>> Begin Given records
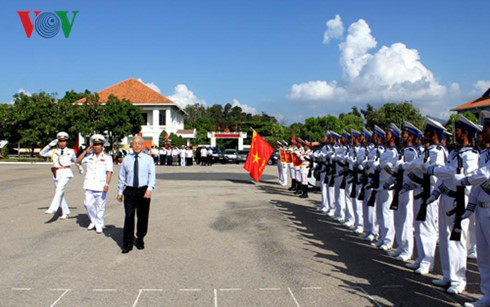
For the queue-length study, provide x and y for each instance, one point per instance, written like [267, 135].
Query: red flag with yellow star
[260, 152]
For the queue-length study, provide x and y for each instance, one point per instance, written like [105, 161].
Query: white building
[159, 112]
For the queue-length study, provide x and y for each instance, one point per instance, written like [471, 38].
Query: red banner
[260, 152]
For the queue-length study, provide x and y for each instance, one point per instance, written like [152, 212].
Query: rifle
[398, 185]
[353, 191]
[372, 197]
[422, 214]
[459, 210]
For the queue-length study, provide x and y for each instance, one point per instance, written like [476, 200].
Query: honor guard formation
[404, 191]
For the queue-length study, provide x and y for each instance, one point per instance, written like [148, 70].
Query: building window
[146, 119]
[162, 117]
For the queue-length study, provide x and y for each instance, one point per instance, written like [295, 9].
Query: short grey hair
[137, 138]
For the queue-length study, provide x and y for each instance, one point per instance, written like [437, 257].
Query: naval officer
[97, 178]
[63, 158]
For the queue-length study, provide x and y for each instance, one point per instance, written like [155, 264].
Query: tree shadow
[342, 251]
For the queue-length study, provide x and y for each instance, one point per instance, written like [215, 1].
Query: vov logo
[47, 24]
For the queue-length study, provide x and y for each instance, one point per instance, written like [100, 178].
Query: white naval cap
[355, 133]
[485, 117]
[435, 126]
[62, 136]
[368, 134]
[97, 139]
[378, 131]
[410, 128]
[466, 124]
[334, 134]
[395, 130]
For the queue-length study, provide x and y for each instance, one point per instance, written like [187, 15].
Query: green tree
[120, 118]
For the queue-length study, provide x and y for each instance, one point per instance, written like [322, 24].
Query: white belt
[483, 205]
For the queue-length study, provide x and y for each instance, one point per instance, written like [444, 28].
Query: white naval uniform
[480, 199]
[338, 158]
[453, 253]
[426, 232]
[369, 213]
[95, 180]
[383, 200]
[349, 209]
[357, 204]
[404, 213]
[62, 159]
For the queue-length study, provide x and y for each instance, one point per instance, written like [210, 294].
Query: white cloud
[151, 85]
[184, 97]
[335, 29]
[390, 74]
[245, 108]
[24, 92]
[482, 86]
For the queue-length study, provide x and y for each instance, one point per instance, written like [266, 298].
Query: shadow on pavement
[386, 277]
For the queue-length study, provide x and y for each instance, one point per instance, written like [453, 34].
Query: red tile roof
[481, 102]
[134, 91]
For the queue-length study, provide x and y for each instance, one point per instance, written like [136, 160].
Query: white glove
[431, 199]
[466, 214]
[425, 166]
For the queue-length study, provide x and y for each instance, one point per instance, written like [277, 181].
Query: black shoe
[140, 244]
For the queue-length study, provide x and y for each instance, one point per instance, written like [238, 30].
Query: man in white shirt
[97, 178]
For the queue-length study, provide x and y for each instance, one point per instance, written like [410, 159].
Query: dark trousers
[134, 202]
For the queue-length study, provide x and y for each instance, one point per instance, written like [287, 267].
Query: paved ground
[215, 239]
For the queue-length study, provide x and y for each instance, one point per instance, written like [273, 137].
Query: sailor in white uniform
[63, 158]
[97, 178]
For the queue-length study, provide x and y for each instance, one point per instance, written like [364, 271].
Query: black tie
[135, 172]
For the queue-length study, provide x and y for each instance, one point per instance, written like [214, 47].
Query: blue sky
[266, 56]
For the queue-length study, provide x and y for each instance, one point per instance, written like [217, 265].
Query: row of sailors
[408, 196]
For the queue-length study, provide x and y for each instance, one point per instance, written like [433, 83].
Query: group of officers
[403, 190]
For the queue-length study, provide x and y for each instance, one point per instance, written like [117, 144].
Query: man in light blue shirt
[136, 182]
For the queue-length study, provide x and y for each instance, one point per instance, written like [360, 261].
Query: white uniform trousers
[472, 234]
[304, 175]
[59, 195]
[349, 211]
[369, 215]
[384, 217]
[404, 225]
[426, 234]
[482, 217]
[453, 253]
[358, 210]
[284, 173]
[95, 203]
[280, 174]
[323, 189]
[331, 195]
[339, 199]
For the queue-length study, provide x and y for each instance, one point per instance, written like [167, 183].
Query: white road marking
[59, 298]
[231, 289]
[215, 298]
[269, 289]
[294, 298]
[138, 297]
[21, 289]
[364, 291]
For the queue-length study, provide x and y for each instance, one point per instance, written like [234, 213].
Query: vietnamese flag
[260, 152]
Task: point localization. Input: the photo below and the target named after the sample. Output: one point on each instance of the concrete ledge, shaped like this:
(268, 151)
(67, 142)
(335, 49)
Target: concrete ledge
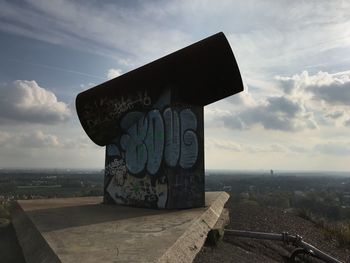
(83, 229)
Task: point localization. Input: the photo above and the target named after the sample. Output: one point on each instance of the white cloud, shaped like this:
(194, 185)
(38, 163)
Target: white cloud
(113, 73)
(26, 101)
(334, 148)
(275, 113)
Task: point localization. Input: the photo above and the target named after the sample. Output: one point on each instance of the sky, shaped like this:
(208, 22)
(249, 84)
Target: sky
(294, 58)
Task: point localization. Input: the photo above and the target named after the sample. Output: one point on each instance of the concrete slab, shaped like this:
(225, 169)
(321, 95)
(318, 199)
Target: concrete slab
(84, 230)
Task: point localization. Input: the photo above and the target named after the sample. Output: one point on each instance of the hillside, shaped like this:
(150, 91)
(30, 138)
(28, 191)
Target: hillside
(256, 218)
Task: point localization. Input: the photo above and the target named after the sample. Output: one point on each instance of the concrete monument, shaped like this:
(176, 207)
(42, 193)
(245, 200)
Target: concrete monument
(151, 122)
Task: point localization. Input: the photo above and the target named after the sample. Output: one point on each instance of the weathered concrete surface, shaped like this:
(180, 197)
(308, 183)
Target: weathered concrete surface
(84, 230)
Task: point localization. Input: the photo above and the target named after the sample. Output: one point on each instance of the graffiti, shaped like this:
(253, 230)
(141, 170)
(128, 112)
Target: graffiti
(138, 191)
(189, 142)
(106, 109)
(154, 135)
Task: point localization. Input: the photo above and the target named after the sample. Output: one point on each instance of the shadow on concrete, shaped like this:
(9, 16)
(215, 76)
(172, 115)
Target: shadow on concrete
(64, 217)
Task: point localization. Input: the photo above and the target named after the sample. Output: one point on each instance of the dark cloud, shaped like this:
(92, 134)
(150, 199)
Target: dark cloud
(336, 93)
(25, 101)
(31, 139)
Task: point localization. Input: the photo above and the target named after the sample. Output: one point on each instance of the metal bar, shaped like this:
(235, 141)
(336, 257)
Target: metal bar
(320, 254)
(297, 240)
(258, 235)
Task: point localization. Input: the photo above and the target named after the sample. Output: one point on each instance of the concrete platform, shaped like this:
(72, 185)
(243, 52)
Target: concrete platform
(84, 230)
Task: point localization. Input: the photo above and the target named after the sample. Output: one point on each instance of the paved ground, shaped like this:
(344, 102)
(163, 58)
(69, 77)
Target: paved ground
(84, 230)
(10, 250)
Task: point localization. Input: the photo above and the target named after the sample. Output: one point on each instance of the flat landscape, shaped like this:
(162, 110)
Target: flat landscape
(311, 204)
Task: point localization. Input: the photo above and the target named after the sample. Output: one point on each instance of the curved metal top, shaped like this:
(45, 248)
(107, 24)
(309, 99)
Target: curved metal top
(199, 74)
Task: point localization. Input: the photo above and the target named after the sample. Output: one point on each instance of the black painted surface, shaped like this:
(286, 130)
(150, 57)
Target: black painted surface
(151, 121)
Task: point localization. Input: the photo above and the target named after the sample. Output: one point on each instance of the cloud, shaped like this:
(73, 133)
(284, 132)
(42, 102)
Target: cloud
(275, 113)
(113, 73)
(333, 148)
(26, 101)
(322, 86)
(30, 139)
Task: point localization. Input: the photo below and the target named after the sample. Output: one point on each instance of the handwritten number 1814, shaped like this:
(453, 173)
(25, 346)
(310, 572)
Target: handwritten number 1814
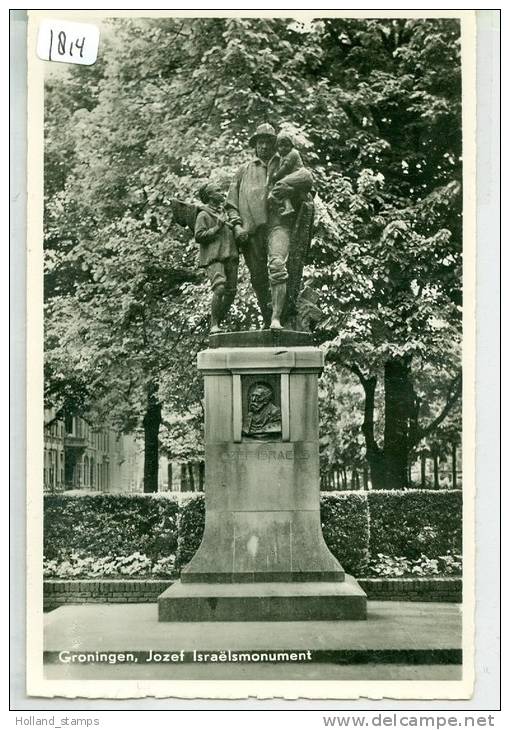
>> End Given records
Rewrite all the lines above, replacing "Query" with "Label" each time it appears and keeping everything else the same, but leave out the pictures.

For the queue-length study, provide x and y for each instance, one point per instance, written like [267, 135].
Label: red flag with yellow star
[260, 152]
For the queue-length study, provide x and y for each instance, one point per instance, written like [105, 161].
Label: white building
[159, 112]
For the queue-length study, provide x and y for each instance, one point per instance, written like [471, 38].
Label: red banner
[260, 152]
For the queue-length study, provide x and y for each instance, one point per instance, written like [152, 212].
Label: rifle
[398, 185]
[353, 191]
[372, 197]
[422, 214]
[459, 210]
For the queue-length study, provide x and y for each instance, one point per instance, written like [476, 200].
Label: honor guard formation
[404, 191]
For the queue-length study, provide x and y for each instance, one point per instance, written like [148, 70].
Label: building window
[146, 119]
[162, 117]
For the queue-length study, provide x and y for each instance, one point per instance, written like [295, 9].
Label: short grey hair
[137, 138]
For the queue-length study, provide x and y for each instance, one point per instance, written like [437, 257].
Label: naval officer
[97, 178]
[63, 158]
For the queue-length study, provide x and y for each instance, one point per instance, written like [155, 264].
Label: tree shadow
[342, 251]
For the queue-length study, provide x and y for each instance, one point per instance, written like [215, 1].
Label: vov logo
[47, 24]
For the queue-length study, provide x and y for each instance, one point per instance, written like [100, 178].
Label: white naval cap
[355, 133]
[485, 117]
[435, 126]
[62, 136]
[368, 134]
[97, 139]
[378, 131]
[410, 128]
[466, 124]
[334, 134]
[395, 130]
For the queue-length study, provide x and y for each instance, one point per instance, written like [187, 15].
Label: green tree
[120, 118]
For the queue-length study, provide x and y for each instance, one point per instance, written like [322, 24].
Label: white belt
[483, 205]
For the queue-length study, provide x and y for each instance, one point per instance, written like [444, 28].
Label: white naval uniform
[480, 199]
[338, 158]
[453, 253]
[426, 232]
[369, 213]
[95, 180]
[383, 200]
[349, 209]
[357, 204]
[404, 213]
[62, 159]
For the queue-length study, provide x and y for each instance, one point per instance, written like [210, 294].
Label: white cloud
[151, 85]
[184, 97]
[335, 29]
[390, 74]
[245, 108]
[24, 92]
[482, 86]
For the queue-length study, provide x and y for each instance, one point per instance, written like [266, 298].
Label: shadow on pavement
[386, 277]
For the queue-length study, provide x and y for each instance, one point per instance, written like [453, 34].
Label: red tile roof
[481, 102]
[134, 91]
For the queue-length study, provide x and y for each instance, one point per instance, written like [136, 160].
Label: white glove
[431, 199]
[466, 214]
[425, 166]
For the queue-length study, provide x and y for each instance, one point per instance, written like [277, 181].
Label: black shoe
[140, 244]
For the queue-length study, provide x and y for each instance, one point per instance, written like [238, 30].
Label: man in white shirt
[97, 178]
For the queue-length study, provide x and y for each instance, one point per instance, written like [410, 159].
Label: dark trousers
[134, 202]
For the queue-length study, provide x and y for each instance, one point per instance, written like [287, 267].
Label: paved ground
[215, 239]
For the queue-length study, provide x and y for each instance, one point per instance, written like [273, 137].
Label: sailor in white uniform
[63, 158]
[97, 178]
For the queue-length study, provide x and y for each instance, one point per instance, written like [364, 271].
Label: black tie
[135, 172]
For the queue-length study, provide x and y for each instance, one point per instance, written like [214, 47].
Label: blue sky
[266, 56]
For the queue-length study, provide x and y for each instance, one point per instance, written like [217, 265].
Label: row of sailors
[408, 196]
For the queue-length study, provide x and y for each instance, one point per instance, written like [433, 83].
Label: group of officers
[403, 190]
For the queue-length study, provide x and y for each instance, one point per instance, written like [117, 144].
Label: man in light blue shirt
[136, 182]
For the queue-length study, provide x and y for each instance, one point per instance, written like [360, 261].
Label: white uniform trousers
[472, 234]
[304, 175]
[59, 195]
[349, 211]
[369, 215]
[384, 217]
[404, 225]
[426, 234]
[482, 217]
[453, 253]
[358, 210]
[284, 173]
[95, 203]
[280, 174]
[323, 189]
[331, 195]
[339, 199]
For the queue-length study, provide x and y for each instance, one point per instance, written like [167, 183].
Label: white road marking
[59, 298]
[231, 289]
[215, 298]
[269, 289]
[294, 298]
[138, 297]
[21, 289]
[364, 291]
For the queue-length study, provide x and y for each instance, one point per instance, written like [234, 213].
Label: vietnamese flag
[260, 152]
Task: point localization. Input: the photo below and the target named after the sample. Output: one point on each instance of the concrete ledge, shaped like this:
(268, 151)
(67, 142)
(335, 49)
Target: concrete ledge
(83, 229)
Task: point localization. Input: the photo above and the target named after the sample. Output: one point on each instance of the white cloud, shaped like this:
(194, 185)
(38, 163)
Target: white cloud
(113, 73)
(26, 101)
(334, 148)
(275, 113)
Task: point localization. Input: the photo above and the target named after the sample. Output: one point on each instance of the sky, shaped like this:
(208, 22)
(249, 84)
Target: sky
(294, 58)
Task: point localization. Input: the photo above and the target named after the sample. Output: one point on each instance of the concrete slab, shaped like this:
(225, 169)
(321, 95)
(318, 199)
Target: concrete slab
(84, 230)
Task: point localization. Input: the photo above and the target named after the sample. Output: one point on each instance of the hillside, shaped like this:
(150, 91)
(30, 138)
(28, 191)
Target: hillside
(256, 218)
Task: point localization. Input: the photo above and the target named after the sample. Output: one point on each instance of the concrete monument, shaped like this:
(176, 207)
(42, 193)
(245, 200)
Target: concrete monument
(151, 122)
Task: point localization. Input: the photo above and the target named after the sample. Output: one point on each instance of the weathered concrete surface, shaped like this:
(180, 197)
(308, 183)
Target: weathered concrete surface
(84, 230)
Task: point localization. Input: the photo above and the target named after the sample. Output: one point on each instance of the graffiti, shaped like this:
(253, 230)
(141, 170)
(128, 112)
Target: graffiti
(138, 191)
(189, 142)
(106, 109)
(154, 135)
Task: point localization. Input: the photo above and the target named after the sample. Output: one point on each instance of the shadow on concrete, shaped like this:
(9, 16)
(215, 76)
(172, 115)
Target: shadow on concrete
(64, 217)
Task: point localization. Input: the photo above and the target named after the sample. Output: one point on each instance of the dark cloud, shaped like this:
(92, 134)
(150, 199)
Target: dark cloud
(336, 93)
(25, 101)
(31, 139)
Task: point localization. Input: the photo above and the target named after the sample. Output: one point on each instance of the metal bar, shaped like this:
(235, 141)
(336, 257)
Target: metal bar
(320, 254)
(297, 240)
(258, 235)
Task: point localization. Input: the photo above and the target named after the sample. Output: one point on each instance of the concrete platform, shaped like this:
(72, 185)
(243, 52)
Target: concrete platform
(84, 230)
Task: point localization. Input: the photo above and the target named after the sample. Output: one point on each instance of the paved ground, shaped like this:
(344, 102)
(163, 58)
(69, 77)
Target: paved ground
(84, 230)
(10, 250)
Task: point localization. Input: the photo above and the target named after the sample. Output: one point on each instance of the flat landscape, shaped like this:
(162, 110)
Target: flat landscape
(311, 204)
Task: point localization. Input: the photo above and the target named after the sample. Output: one point on each instance of the curved metal top, shaped like this:
(45, 248)
(107, 24)
(309, 99)
Target: curved metal top
(199, 74)
Task: point localization. Input: the photo above and the target named after the sample. Output: one point on each instance of the black painted surface, shaped like this:
(286, 130)
(150, 57)
Target: black painted surface
(151, 121)
Task: point localization. Input: the photo above and the target named after the sample. Output: one point on each instance of the cloud, shaped like this:
(73, 133)
(284, 132)
(42, 102)
Target: cloud
(275, 113)
(113, 73)
(333, 148)
(26, 101)
(322, 86)
(30, 139)
Task: point localization. Input: the photo below and the target named after the sample. Output: one point on each instance of the handwritten number 1814, shaped like this:
(453, 173)
(25, 346)
(310, 572)
Target: handwritten number 1814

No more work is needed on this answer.